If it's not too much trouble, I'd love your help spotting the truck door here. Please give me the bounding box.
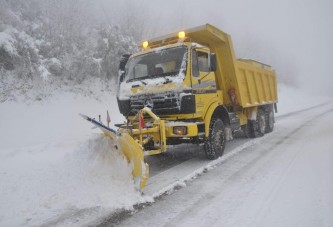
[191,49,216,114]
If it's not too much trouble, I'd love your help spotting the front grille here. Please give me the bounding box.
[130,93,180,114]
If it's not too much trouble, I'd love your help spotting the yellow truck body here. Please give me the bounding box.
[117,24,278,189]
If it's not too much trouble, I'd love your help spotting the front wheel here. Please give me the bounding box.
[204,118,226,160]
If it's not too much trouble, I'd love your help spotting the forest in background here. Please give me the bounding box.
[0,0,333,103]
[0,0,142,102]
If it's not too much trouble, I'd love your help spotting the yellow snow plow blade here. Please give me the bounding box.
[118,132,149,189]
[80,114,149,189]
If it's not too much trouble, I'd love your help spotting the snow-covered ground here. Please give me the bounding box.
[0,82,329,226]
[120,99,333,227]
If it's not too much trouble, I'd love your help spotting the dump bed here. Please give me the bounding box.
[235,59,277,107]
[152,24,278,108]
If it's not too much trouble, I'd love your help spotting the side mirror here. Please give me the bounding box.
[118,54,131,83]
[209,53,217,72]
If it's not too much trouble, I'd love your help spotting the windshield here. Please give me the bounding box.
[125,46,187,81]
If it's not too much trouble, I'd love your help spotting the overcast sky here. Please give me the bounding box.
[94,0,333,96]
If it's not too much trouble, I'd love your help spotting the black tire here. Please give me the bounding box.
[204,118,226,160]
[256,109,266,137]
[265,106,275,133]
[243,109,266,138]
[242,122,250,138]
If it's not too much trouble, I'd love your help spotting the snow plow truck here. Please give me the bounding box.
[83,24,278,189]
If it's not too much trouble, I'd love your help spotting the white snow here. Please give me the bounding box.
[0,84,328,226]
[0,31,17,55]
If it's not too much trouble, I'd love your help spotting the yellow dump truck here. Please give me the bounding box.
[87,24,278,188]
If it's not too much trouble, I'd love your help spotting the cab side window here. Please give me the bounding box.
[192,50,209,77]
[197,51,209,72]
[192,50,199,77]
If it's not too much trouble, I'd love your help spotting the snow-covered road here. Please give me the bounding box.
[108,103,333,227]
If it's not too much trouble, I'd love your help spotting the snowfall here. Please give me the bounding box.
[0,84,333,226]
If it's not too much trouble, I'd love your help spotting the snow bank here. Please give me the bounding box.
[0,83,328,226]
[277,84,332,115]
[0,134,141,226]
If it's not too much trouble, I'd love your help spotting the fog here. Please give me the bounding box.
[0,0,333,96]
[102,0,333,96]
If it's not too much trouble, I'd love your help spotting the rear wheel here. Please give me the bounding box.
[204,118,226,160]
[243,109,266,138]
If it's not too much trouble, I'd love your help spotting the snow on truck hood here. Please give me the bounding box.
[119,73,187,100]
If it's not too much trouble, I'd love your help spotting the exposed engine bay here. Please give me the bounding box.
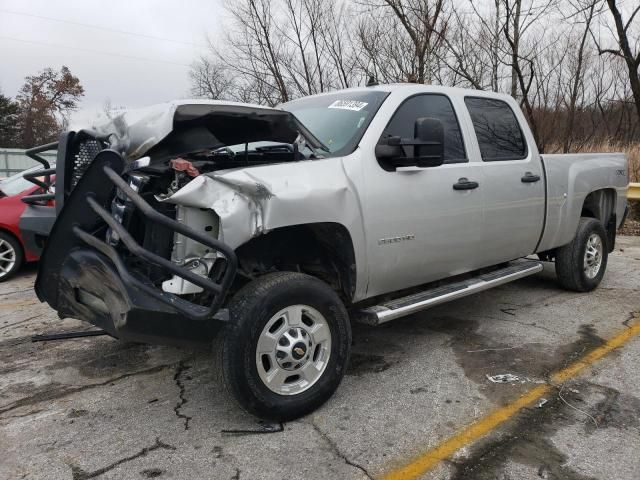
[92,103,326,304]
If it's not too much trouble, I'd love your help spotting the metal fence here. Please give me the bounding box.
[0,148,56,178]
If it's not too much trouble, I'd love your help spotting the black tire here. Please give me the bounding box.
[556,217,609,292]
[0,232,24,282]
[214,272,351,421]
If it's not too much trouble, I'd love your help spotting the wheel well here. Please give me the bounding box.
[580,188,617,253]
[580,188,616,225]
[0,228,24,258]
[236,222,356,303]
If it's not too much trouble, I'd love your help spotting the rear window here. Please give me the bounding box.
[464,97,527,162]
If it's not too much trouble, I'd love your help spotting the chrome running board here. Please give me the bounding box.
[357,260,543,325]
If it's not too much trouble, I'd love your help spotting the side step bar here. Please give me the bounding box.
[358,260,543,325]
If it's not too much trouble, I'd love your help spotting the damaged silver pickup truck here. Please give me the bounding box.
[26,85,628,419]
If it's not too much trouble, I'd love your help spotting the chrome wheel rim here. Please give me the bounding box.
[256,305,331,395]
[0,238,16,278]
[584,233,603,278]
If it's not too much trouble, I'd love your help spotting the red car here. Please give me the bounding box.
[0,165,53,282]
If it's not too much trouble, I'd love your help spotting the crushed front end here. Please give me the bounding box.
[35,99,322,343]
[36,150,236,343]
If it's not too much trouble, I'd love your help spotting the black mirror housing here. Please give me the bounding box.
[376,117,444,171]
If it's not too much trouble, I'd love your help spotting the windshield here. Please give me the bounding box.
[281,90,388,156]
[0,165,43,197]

--

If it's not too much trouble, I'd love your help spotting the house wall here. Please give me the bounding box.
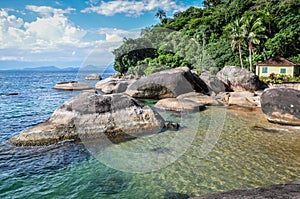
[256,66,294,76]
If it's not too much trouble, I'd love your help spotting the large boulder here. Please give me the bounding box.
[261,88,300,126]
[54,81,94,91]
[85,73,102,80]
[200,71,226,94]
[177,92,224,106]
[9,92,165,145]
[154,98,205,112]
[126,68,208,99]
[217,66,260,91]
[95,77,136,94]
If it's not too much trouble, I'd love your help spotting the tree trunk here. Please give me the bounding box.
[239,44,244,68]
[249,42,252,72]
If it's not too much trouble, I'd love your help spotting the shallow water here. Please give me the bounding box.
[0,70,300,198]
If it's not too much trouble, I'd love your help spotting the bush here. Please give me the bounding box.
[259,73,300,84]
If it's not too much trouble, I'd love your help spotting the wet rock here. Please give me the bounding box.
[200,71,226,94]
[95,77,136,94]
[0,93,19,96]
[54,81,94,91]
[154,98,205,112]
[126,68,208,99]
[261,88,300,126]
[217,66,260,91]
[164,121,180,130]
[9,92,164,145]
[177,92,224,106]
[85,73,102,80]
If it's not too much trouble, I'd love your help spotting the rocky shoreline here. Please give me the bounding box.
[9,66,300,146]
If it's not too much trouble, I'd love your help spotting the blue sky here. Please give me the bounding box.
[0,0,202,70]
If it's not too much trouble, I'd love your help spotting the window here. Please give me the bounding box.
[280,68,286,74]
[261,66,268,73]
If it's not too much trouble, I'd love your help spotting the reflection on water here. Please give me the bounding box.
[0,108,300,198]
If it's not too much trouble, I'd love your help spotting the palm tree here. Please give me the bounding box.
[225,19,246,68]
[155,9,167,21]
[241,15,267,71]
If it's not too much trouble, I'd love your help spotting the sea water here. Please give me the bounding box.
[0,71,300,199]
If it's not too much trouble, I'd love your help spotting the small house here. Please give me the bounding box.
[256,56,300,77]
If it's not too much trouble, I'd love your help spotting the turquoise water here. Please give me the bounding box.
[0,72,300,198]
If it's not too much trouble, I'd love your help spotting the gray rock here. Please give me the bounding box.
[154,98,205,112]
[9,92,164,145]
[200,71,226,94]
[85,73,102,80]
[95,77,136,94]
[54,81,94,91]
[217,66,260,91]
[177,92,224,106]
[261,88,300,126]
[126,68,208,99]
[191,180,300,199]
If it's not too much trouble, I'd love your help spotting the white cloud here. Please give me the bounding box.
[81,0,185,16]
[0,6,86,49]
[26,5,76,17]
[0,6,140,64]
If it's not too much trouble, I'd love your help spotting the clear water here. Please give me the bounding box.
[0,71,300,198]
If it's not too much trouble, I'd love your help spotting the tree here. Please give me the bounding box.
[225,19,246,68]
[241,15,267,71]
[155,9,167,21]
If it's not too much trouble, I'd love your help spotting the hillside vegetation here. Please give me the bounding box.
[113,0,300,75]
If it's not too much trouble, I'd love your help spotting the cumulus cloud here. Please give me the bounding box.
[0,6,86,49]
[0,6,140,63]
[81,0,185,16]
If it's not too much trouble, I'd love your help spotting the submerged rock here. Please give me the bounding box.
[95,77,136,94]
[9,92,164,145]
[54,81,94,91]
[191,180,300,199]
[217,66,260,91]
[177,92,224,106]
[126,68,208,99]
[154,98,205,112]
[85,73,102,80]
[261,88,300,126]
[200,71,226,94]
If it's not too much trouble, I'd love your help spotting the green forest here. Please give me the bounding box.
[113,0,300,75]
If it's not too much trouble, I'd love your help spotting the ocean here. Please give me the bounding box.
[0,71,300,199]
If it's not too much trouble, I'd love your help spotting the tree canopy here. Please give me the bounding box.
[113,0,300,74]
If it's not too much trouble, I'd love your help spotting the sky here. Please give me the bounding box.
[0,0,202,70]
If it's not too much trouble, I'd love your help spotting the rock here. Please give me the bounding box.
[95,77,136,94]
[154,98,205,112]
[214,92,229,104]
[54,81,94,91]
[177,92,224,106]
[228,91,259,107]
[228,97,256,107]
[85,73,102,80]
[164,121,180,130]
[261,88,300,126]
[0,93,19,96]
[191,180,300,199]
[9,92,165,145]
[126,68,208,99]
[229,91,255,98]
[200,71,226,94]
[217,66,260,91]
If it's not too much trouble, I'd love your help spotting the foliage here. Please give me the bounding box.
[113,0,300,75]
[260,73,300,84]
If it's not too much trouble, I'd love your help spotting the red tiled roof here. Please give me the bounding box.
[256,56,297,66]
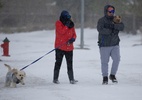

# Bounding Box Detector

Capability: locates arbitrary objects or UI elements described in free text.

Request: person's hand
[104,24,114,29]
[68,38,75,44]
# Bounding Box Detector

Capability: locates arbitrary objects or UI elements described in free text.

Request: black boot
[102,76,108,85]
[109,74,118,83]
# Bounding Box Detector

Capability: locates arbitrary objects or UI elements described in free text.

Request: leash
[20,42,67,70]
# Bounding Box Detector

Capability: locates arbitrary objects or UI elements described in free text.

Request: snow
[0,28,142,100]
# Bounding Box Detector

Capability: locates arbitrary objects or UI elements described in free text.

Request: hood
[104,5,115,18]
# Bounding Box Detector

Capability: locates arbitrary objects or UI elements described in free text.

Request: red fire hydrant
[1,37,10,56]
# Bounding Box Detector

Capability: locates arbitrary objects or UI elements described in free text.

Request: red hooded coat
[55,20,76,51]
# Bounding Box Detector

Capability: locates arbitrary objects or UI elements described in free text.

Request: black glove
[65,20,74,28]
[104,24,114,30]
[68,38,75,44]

## TASK DESCRIPTION
Find every line in the records that contains the word "dump" and copy each of those lines in full.

## RESULT BELOW
If it's not too much trouble, I'd love your help spotting the dump bed here. Please give me the bounding box.
If it's not too much trouble, I'd love your help spotting the yellow dump truck here. Please give me the bounding box.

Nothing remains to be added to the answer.